— START Available records —

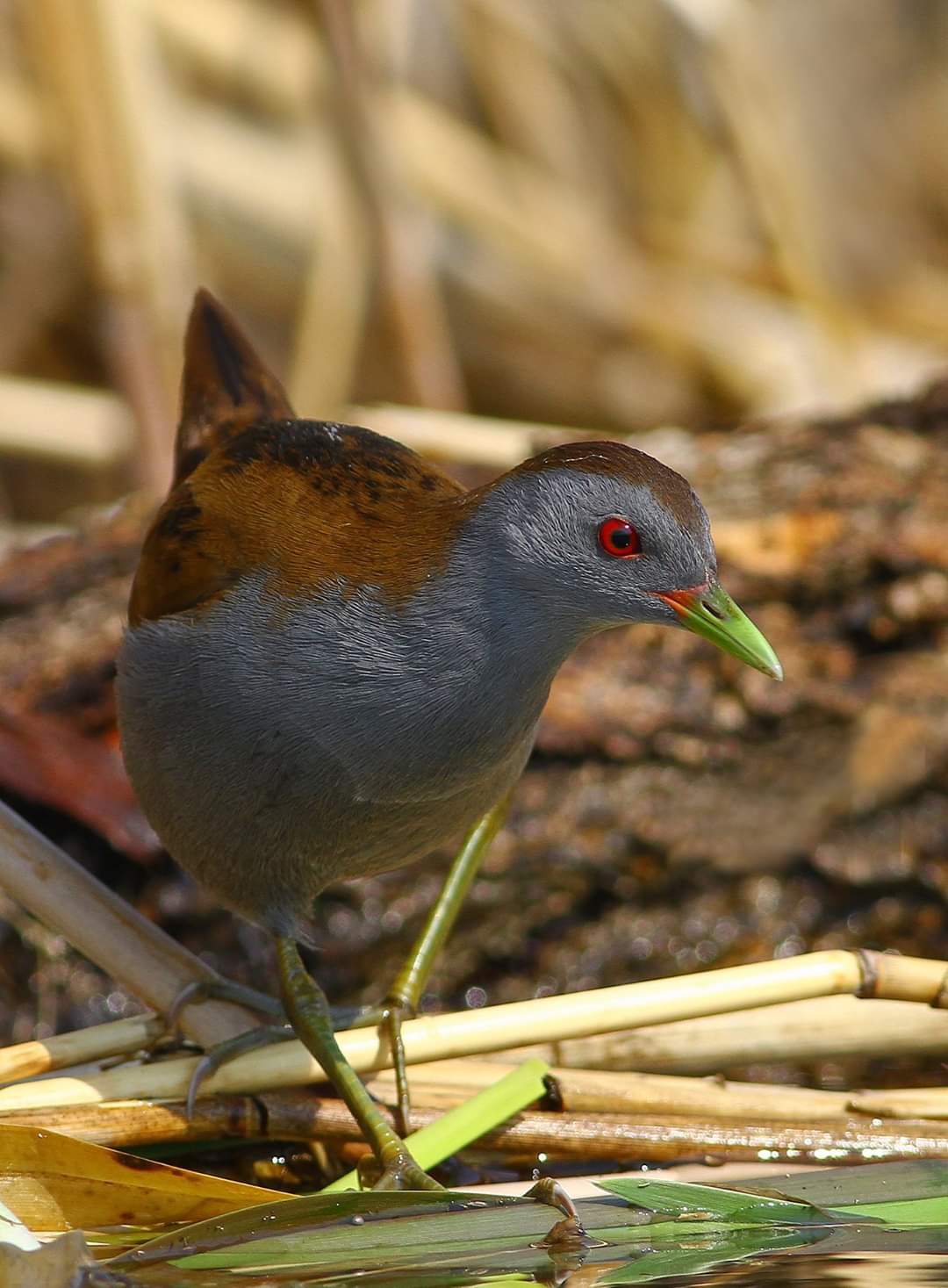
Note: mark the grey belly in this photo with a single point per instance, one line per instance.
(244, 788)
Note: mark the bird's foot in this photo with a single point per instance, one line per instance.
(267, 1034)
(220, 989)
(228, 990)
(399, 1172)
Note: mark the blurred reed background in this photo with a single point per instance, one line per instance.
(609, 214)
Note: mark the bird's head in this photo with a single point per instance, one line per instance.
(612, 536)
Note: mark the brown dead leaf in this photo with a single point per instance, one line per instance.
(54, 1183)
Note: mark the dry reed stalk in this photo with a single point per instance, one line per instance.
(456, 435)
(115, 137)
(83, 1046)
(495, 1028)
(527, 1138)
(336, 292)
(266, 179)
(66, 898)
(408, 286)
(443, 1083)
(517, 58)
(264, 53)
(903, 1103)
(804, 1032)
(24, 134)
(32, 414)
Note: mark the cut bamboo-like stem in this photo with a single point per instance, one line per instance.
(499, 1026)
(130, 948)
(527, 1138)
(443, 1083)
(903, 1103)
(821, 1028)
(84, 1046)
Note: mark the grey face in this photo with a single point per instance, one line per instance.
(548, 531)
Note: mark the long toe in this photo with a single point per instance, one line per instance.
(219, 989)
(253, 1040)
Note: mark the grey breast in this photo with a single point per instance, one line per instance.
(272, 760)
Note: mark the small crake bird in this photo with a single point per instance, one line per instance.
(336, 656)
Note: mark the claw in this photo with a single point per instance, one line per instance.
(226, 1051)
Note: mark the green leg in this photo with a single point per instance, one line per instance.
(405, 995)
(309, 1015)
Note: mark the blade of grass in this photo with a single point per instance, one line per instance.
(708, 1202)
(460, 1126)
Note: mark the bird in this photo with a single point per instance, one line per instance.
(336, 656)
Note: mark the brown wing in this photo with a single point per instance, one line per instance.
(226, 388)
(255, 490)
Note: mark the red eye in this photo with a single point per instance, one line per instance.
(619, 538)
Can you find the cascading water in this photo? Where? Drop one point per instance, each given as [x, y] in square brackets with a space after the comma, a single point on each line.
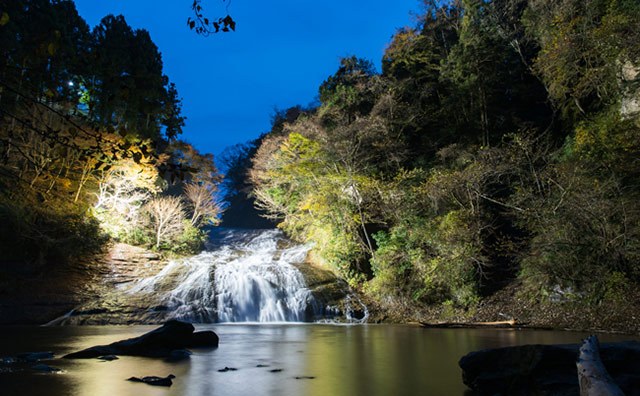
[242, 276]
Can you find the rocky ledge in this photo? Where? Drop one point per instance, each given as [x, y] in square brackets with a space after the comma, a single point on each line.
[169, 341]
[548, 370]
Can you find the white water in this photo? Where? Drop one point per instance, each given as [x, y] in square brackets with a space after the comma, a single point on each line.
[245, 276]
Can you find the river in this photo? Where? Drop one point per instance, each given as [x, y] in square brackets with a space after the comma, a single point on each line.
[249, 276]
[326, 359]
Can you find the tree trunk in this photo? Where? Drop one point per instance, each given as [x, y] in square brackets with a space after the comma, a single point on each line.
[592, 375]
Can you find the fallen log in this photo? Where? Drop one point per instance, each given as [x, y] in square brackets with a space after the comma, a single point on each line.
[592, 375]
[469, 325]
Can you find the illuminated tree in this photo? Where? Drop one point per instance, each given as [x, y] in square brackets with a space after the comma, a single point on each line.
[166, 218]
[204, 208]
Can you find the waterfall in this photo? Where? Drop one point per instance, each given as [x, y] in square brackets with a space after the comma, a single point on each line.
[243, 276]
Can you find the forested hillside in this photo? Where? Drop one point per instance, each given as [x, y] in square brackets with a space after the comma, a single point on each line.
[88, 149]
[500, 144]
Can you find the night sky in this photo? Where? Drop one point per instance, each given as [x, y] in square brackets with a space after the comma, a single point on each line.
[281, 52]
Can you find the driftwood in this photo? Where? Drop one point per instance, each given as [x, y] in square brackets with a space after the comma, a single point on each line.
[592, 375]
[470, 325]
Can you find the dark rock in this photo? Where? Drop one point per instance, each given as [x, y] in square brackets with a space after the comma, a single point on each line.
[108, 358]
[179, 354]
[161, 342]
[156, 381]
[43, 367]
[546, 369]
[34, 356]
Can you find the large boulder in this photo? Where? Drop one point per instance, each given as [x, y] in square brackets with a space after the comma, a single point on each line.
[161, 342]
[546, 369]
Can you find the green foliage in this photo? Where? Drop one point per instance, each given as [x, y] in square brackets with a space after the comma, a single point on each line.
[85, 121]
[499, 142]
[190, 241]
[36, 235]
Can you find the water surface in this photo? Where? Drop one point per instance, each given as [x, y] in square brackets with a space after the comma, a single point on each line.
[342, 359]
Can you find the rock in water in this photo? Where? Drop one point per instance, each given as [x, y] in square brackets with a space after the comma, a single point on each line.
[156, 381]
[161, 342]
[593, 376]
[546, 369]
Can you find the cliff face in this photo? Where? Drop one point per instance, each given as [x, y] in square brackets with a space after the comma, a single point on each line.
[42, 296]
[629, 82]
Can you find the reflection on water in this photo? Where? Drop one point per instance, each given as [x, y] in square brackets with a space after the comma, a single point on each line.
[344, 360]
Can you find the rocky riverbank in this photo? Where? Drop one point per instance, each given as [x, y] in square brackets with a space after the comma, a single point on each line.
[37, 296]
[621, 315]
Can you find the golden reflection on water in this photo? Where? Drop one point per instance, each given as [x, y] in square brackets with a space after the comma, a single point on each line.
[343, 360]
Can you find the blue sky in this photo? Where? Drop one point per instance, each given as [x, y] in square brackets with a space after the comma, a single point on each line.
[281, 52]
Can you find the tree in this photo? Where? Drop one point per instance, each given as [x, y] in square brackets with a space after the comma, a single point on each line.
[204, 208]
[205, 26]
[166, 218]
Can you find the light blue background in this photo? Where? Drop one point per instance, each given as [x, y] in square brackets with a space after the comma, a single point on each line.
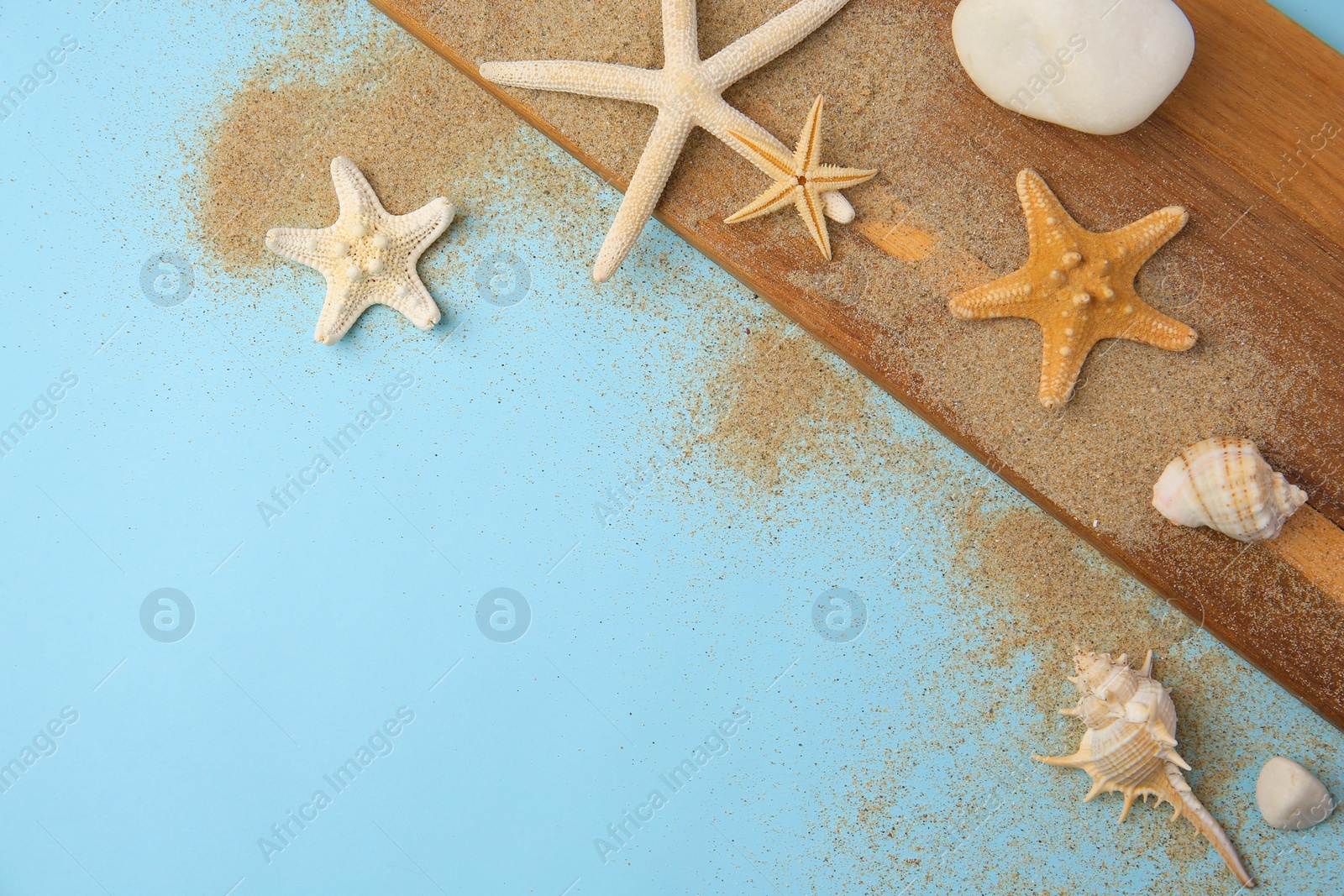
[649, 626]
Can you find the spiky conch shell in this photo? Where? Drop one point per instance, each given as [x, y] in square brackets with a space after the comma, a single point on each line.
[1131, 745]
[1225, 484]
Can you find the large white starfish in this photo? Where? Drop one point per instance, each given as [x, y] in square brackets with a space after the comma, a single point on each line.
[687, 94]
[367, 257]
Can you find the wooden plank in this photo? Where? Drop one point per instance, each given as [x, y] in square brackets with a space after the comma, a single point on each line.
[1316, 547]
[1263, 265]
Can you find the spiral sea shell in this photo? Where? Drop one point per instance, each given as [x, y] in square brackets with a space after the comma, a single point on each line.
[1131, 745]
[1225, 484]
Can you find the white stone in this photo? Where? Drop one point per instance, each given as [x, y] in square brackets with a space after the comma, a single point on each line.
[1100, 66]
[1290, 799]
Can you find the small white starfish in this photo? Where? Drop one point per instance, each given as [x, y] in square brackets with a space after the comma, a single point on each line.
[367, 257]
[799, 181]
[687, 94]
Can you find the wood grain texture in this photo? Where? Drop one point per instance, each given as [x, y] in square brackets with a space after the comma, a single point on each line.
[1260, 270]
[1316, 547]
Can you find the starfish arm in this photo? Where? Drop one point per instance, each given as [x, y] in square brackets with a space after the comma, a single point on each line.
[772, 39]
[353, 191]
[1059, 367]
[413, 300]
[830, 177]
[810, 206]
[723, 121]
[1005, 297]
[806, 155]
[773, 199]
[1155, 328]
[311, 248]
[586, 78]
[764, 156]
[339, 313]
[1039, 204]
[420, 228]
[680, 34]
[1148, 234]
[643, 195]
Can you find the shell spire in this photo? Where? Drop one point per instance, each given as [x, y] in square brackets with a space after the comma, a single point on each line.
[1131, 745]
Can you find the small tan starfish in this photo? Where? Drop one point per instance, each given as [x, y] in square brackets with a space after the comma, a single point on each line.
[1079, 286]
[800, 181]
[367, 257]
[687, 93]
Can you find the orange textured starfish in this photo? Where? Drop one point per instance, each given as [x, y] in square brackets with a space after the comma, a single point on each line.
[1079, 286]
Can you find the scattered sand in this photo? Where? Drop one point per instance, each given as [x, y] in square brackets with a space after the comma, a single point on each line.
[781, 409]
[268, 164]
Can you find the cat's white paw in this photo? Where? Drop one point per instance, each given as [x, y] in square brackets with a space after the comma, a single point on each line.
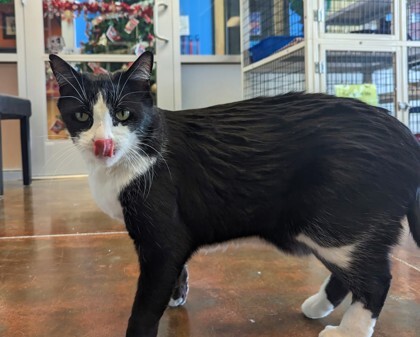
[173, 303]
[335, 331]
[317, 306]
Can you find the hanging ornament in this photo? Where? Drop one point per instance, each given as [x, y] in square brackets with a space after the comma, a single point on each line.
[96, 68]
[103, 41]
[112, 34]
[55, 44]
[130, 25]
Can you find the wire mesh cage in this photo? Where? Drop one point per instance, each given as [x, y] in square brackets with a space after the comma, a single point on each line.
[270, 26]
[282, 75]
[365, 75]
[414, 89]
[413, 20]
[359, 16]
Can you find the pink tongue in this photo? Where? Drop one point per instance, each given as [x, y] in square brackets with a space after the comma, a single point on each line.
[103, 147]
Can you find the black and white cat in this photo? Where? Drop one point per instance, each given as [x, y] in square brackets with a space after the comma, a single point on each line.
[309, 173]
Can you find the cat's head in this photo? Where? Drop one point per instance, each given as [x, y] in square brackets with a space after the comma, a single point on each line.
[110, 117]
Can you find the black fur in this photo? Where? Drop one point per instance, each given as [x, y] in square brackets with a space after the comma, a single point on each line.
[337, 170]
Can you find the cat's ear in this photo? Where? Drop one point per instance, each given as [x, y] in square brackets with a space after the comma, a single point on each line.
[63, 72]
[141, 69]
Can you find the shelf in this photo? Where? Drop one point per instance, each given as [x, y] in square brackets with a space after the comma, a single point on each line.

— END Available records —

Directive:
Begin at the line containing "Can you find the cat's ear" and continue through the last of the items. Reproduce those lines, substituting "Place" for "Drop" and leaving everything else unchanged.

Correct response:
Can you find the cat's ear in this photo? Where? Place one point per instance, each given as [x, y] in square brackets with a space after the comma, a single point on each line.
[63, 72]
[141, 69]
Can you find the shelf in this photo? Where? Place one point per instance, each given as [x, y] in square brackets with a space after the comma, a single point on each line.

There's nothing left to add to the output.